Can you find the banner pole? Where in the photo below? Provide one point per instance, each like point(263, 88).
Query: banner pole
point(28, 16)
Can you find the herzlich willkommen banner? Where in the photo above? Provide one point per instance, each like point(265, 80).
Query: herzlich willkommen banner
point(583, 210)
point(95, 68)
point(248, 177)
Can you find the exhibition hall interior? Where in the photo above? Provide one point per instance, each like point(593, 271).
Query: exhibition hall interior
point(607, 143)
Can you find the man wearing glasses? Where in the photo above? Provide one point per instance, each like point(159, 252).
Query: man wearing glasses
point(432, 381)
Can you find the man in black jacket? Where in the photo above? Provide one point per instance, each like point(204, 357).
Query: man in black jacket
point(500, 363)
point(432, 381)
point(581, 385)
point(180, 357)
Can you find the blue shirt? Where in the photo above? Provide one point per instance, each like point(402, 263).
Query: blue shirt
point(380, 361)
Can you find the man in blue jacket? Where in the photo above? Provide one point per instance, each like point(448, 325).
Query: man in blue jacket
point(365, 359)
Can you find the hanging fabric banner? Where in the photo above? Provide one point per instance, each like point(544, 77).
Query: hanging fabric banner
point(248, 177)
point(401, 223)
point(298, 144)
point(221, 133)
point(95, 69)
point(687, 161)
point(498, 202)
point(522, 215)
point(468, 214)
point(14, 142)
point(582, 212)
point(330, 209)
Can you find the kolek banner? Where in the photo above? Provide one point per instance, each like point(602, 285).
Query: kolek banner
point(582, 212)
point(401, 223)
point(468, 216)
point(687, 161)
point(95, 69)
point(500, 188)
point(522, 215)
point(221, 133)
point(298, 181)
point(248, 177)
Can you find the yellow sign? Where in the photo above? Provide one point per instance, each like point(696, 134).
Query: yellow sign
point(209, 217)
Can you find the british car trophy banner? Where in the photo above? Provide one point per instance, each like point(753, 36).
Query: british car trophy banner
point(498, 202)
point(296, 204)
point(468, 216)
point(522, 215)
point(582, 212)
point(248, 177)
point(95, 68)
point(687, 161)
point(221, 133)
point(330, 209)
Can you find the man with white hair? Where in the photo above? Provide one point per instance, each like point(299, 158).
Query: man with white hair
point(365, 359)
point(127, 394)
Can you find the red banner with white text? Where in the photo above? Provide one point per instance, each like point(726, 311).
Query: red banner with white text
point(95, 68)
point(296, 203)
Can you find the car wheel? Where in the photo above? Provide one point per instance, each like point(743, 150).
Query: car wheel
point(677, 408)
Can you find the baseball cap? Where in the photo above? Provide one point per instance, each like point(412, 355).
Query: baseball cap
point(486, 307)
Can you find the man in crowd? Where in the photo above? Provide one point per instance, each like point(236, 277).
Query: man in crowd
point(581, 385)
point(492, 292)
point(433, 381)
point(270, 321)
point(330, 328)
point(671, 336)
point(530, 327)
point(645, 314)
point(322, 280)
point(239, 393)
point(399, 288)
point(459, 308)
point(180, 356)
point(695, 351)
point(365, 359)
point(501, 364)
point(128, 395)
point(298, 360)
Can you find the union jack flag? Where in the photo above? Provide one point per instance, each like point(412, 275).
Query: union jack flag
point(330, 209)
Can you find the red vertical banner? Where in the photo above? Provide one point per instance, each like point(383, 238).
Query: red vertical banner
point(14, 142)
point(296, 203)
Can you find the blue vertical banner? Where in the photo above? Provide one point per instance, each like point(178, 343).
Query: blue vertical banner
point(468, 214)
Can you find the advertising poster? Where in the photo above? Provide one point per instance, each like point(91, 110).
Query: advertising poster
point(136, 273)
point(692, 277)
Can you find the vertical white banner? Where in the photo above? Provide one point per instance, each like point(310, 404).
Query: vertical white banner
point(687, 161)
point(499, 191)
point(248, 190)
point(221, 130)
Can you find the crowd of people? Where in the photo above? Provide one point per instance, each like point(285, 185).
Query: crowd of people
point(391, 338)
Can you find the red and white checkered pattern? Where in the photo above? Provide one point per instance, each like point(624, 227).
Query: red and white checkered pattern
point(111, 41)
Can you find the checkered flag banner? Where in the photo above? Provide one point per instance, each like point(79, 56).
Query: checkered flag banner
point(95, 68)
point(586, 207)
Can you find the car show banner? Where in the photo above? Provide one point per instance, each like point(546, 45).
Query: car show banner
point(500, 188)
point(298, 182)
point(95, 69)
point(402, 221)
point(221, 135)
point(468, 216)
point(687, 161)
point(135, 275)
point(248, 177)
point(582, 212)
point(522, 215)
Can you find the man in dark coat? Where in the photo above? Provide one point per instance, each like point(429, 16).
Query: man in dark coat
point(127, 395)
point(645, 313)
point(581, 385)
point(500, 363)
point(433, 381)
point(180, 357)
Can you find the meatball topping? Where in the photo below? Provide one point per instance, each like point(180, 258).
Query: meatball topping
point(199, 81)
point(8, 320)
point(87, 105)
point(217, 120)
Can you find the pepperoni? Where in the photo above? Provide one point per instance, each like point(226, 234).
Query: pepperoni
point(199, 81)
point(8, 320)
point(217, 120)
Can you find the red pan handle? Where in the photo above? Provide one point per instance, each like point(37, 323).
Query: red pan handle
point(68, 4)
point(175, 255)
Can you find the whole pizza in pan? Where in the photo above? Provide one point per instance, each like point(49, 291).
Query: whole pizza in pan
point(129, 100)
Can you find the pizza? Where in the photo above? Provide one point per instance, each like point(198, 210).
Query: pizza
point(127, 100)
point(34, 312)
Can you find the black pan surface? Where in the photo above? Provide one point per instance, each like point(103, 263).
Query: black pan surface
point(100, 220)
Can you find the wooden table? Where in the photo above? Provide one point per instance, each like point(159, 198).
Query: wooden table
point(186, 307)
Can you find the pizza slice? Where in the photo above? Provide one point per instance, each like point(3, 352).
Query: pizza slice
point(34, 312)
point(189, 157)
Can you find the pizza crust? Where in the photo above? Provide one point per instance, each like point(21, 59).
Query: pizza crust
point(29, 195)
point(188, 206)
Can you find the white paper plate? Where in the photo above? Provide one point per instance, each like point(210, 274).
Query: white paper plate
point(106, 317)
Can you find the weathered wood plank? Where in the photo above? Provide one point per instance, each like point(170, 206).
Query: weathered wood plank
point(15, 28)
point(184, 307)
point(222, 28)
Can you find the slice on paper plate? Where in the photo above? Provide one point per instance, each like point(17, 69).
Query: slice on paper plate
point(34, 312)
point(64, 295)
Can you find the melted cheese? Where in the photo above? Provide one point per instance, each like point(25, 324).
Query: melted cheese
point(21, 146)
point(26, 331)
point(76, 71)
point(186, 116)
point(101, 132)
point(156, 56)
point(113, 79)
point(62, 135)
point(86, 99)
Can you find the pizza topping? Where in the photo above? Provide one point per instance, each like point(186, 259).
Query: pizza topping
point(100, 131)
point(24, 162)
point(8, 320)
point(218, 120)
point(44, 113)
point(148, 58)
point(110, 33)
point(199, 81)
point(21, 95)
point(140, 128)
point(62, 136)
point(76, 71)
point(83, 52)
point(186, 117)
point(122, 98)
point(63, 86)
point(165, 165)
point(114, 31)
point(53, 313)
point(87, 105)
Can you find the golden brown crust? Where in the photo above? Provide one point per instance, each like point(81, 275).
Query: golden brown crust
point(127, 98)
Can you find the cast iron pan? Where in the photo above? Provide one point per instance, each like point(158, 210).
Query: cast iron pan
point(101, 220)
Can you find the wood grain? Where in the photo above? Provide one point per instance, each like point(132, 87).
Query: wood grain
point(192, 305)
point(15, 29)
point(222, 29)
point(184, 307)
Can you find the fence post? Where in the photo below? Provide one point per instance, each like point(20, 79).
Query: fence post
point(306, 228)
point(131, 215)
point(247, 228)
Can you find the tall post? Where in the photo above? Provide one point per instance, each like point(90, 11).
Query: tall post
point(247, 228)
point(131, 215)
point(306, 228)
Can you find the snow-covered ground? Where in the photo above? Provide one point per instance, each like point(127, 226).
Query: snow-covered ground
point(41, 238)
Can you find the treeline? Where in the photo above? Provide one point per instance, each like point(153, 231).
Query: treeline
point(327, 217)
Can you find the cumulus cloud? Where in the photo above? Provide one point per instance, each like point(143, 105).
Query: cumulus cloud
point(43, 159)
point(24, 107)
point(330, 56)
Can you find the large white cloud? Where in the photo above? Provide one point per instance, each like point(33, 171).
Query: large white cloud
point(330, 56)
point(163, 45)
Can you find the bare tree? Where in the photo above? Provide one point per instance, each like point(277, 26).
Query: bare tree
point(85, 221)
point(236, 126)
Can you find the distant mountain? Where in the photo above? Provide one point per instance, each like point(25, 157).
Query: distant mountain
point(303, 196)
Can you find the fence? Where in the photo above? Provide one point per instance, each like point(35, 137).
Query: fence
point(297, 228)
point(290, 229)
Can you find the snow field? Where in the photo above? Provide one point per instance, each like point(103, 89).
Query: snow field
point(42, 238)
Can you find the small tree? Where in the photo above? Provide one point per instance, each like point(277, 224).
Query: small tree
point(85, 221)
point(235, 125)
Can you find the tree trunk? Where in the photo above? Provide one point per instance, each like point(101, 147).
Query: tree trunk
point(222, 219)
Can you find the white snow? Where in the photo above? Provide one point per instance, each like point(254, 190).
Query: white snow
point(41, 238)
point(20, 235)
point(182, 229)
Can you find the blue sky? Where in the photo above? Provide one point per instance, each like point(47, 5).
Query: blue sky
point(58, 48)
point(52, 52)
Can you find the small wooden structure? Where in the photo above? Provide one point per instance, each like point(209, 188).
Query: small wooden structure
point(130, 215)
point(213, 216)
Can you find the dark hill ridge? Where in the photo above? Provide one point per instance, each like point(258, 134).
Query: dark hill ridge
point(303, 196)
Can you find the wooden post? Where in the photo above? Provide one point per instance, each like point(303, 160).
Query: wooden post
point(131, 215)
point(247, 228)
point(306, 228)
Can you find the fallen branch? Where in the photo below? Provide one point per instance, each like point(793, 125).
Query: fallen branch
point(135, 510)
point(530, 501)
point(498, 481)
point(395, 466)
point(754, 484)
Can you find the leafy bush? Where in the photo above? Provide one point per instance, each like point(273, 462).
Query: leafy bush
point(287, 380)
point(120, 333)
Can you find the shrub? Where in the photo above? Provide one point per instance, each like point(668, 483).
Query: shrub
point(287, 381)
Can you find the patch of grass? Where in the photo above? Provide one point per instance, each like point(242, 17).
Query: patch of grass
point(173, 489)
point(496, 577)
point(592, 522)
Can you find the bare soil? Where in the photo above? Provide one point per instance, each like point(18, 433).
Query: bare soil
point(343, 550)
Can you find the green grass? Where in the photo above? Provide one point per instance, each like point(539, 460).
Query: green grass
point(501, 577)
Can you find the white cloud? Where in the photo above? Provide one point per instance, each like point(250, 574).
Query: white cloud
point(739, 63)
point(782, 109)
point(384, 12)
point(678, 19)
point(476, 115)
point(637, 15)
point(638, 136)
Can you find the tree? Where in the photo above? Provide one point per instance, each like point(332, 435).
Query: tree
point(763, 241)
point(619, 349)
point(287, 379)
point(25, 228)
---
What this task involves:
Convert the entries, from the start through the line containing "point(209, 217)", into a two-column CSV with the columns "prompt" and "answer". Make one row per entry, with each field in double quotes and its line breaks replaced by spaces.

Expected answer:
prompt,answer
"Can you find the banner pole? Where in the photo below? Provide one point per instance, each like point(263, 88). Query: banner pole","point(28, 16)"
"Can you find the herzlich willkommen banner? Where in the photo above? Provide one point per instance, each like point(265, 80). Query: herzlich willkommen banner","point(583, 210) point(95, 68) point(248, 177)"
"Can you find the exhibition hall interior? Where in the photo above? Provide one point per instance, each like point(593, 271). Query: exhibition hall interior","point(607, 143)"
"Can you find the man wearing glasses? Where in the photo above? Provide one point per instance, each like point(159, 252). Query: man wearing glasses","point(432, 381)"
"Can you find the man in black jacket? Where in the photo above? Provide one point per instance, each like point(204, 357). Query: man in black jacket","point(500, 363) point(432, 381) point(581, 385) point(180, 357)"
"Can you find the blue shirt? Where in the photo above? Provide one point per instance, each like point(402, 263). Query: blue shirt","point(380, 361)"
"Can you find the man in blue jacket? Where in the photo above? Provide one point per instance, each like point(448, 325). Query: man in blue jacket","point(365, 359)"
"Can you find the hanging fabric banner? Where in the photo above? Provide one point per instance, each like point(544, 77). Query: hanging fabric banner","point(248, 177) point(401, 223) point(298, 144) point(221, 133) point(95, 69) point(687, 161) point(498, 202) point(522, 215) point(468, 214) point(14, 142) point(582, 212) point(330, 209)"
"Can you find the kolek banner? Where in the photo above? Provide one point per instance, each like point(602, 285). Query: kolek banner","point(582, 212) point(401, 223) point(468, 216) point(687, 161) point(95, 69) point(500, 188) point(522, 215) point(221, 133) point(298, 181) point(248, 177)"
"Can you find the yellow sign? Where in the photo above? Provide one point per instance, each like point(696, 134). Query: yellow sign","point(209, 217)"